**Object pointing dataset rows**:
○ ○ ○ ○

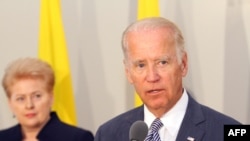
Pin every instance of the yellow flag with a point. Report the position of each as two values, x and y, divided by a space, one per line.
52 48
146 8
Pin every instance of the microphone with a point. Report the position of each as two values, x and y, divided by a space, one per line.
138 131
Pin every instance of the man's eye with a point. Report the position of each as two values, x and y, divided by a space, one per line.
141 65
37 96
20 99
163 62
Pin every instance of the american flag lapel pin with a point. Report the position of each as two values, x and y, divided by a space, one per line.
190 138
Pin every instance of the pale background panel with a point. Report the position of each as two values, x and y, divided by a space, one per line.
217 35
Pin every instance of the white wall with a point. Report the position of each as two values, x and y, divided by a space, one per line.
217 37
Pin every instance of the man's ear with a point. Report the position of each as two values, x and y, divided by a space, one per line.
184 64
127 72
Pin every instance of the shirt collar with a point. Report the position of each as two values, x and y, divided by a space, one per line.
173 118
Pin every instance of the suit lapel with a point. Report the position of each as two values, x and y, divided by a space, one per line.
193 119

○ ○ ○ ○

**Written instruction**: Could you write out every one of the records above word for word, leaving the pictures out?

**Expected output**:
Pin every instance of the yellow flag with a point. Report the position of each as two values, x and y, divided by a space, one per line.
52 48
146 8
Pin every instance of the microphone with a point. Report the position of each as two values, x and y, divided by a space, one per line.
138 131
Pin every instance of the man's eye with a point. Report the position of each as two values, x and y, divided by a space, one per line.
141 65
37 96
20 99
163 62
Pin every instance of the american flag lapel pin with a point. Report the position of each as two values, x and y, divided by a space, one per line.
190 138
Pin every instance of the pale background panel with a point. Report the position of each as two values, x and y, divided by a space, one per line.
217 35
Pin every instance of the white wall with a point. Report the position of each as two values, x and y, divided by a space, one per line.
217 37
Pin every instance of the man's ear with a point. Report the position of each as two values, x and y, divided by a space, one per line.
184 64
127 72
Pin every instance of the shirt collar with a point. Report the position of each as two values, x and y, divided by a space, one per line.
173 118
Pin every instance of the suit lapel with a point. Report the position of each as two values, x and y, divided by a space, one per line.
193 119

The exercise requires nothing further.